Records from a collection
=-=-=
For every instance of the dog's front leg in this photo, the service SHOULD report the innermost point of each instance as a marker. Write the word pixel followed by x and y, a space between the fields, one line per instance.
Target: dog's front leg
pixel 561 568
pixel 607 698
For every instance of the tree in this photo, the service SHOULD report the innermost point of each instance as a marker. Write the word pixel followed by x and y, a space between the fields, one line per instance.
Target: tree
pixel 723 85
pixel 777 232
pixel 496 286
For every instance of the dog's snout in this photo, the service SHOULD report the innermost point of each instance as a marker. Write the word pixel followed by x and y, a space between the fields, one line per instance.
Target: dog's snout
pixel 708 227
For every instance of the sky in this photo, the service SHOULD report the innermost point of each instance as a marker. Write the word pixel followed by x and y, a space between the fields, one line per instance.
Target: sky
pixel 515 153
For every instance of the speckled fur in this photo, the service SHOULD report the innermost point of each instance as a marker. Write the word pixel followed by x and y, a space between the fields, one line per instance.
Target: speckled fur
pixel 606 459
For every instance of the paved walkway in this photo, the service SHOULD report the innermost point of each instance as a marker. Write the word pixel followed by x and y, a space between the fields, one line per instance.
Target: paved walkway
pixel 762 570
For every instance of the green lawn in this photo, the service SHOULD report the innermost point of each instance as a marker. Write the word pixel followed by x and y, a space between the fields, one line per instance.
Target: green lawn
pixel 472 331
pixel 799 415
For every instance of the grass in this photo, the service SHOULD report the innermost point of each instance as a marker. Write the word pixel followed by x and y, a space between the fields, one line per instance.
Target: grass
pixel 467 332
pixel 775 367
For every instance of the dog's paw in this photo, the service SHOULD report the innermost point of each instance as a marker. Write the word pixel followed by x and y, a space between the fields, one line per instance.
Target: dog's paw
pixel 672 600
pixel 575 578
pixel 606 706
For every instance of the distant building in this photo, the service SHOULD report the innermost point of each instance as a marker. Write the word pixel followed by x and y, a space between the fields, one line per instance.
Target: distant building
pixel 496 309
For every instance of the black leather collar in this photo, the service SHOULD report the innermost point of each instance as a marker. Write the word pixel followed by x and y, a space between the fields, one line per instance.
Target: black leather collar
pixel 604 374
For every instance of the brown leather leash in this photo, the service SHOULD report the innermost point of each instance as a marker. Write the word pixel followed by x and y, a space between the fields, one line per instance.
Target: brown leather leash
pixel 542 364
=-=-=
• [What to do] Rewrite the lines from the one containing "For every instance of the speckled" through the one containing "pixel 606 459", changing "speckled fur" to "spotted fur" and keeping everything else the same.

• [Solution below]
For every instance of the spotted fur in this photo, the service SHOULD report the innermost point of each instance as a marker. Write the word pixel followed by x and y, a space between the fields, one line per instance.
Target: spotted fur
pixel 606 459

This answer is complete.